#### Ejercicio planteado 1:
En el pasaje sobre las fusiones musicales de Sverre Indris Joner, ¿qué música fusionó primero con piezas cultas europeas?

#### Pasaje proporcionado:
**********

Cuando cruzamos un burro con una yegua nace una mula o mulo, casi siempre estériles. Pero si mezclamos ritmos afrocubanos con Beethoven, Bach o Chaikovsky, lo más posible es una explosión de asombro para algunos, alegría y complacencia para otros, nada infecundo en sentimientos. Sverre Indris Joner se ha dedicado a hacer fusiones, primero del tango argentino y ahora de música cubana, con piezas cultas europeas.
El resultado me ha puesto a gozar como una cucaracha en una lata de leche condensada desde hace semanas. No dejo de escuchar a la Høveden Social Club con la Kringkastingsorkesteret, acompañados de percusionistas cubanos en concierto desde Oslo, en la vecina Noruega.

 

 

El barroco y lo clásico, el nacionalismo romántico me saben mejor con el tumbao de un piano y el ritmo de la tumbadora. No tenemos trineos noruegos en L’abana pero Sverre se ha paseado por sus barrios y se ha empapado en afrocubanía. Y me ha puesto a mover el esqueleto como buen timbero que soy.
Nunca la Danza de los copos de azúcar del Cascanueces de Chaicovsky me había parecido tan mía, ni ese Danubio azul por el que corrren aguas de danzón, tango congo y conga santiaguera me había resultado tan cosquilloso en los pies.
¿Bach y Beethoven se estremecen en su tumba? ¿El divino sordo hubiera marcado un pasillito con una mulatona cubana? ¿Mozart hubiera hubiera machacado las teclas del piano en un montuno para su Eine kleine vacilón? No lo puedo saber.

 

 

Con todo el respeto para creadores a los que considero titanes, me quito el sombrero y tiro la silla al piso por culpa de este nórdico aplatanado en compases y armonías. Con la complicidad de estos músicos que tocan con tanto sabor a mar Caribe.
Maestro Sverre Indris Joner, es usted el principal inculpado de mi penuria. Lo siento pero tengo que bailar o reviento, es algo genético. Seguro que el burro, la yegua y la mula tampoco podrían evitarlo.

**********

#### Registros mostrados:

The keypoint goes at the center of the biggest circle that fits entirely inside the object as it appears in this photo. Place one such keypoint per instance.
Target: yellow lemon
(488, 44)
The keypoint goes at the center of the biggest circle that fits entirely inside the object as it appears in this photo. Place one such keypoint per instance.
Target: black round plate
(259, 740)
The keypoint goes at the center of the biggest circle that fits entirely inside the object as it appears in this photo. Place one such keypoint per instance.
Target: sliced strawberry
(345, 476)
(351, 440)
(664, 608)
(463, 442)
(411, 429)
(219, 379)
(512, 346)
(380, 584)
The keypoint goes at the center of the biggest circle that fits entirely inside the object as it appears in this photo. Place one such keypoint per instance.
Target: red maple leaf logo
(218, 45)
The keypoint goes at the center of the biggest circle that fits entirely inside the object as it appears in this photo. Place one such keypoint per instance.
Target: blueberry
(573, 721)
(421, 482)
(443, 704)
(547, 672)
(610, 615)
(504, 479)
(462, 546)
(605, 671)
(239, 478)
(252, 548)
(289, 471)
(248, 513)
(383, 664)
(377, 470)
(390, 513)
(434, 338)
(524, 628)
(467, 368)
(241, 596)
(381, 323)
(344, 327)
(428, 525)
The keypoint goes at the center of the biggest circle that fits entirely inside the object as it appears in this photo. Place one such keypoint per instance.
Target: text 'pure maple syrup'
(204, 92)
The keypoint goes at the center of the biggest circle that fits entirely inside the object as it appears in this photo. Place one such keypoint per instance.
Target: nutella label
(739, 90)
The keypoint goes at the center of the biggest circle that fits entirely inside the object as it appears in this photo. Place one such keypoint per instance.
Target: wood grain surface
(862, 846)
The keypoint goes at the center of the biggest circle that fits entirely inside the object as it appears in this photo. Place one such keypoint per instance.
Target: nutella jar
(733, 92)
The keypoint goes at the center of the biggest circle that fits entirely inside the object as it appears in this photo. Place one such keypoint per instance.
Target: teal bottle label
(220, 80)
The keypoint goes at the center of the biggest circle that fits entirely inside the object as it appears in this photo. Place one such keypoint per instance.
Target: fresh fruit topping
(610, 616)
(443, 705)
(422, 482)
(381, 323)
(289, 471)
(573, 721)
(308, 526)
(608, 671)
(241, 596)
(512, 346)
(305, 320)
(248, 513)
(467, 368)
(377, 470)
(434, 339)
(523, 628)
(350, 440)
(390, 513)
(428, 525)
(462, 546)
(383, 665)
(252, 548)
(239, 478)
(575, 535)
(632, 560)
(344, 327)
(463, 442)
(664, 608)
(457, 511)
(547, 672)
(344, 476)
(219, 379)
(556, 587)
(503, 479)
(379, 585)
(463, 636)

**********

#### Ejercicio planteado 2:
Muestra todas las líneas de los registros que contengan la cadena "Target", distinguiendo entre mayúsculas y minúsculas.

#### Solución del ejercicio 1:
El tango argentino.

#### Solución del ejercicio 2:
Target: yellow lemon
Target: black round plate
Target: sliced strawberry
Target: red maple leaf logo
Target: blueberry
Target: text 'pure maple syrup'
Target: nutella label
Target: wood grain surface
Target: nutella jar
Target: teal bottle label
Target: fresh fruit topping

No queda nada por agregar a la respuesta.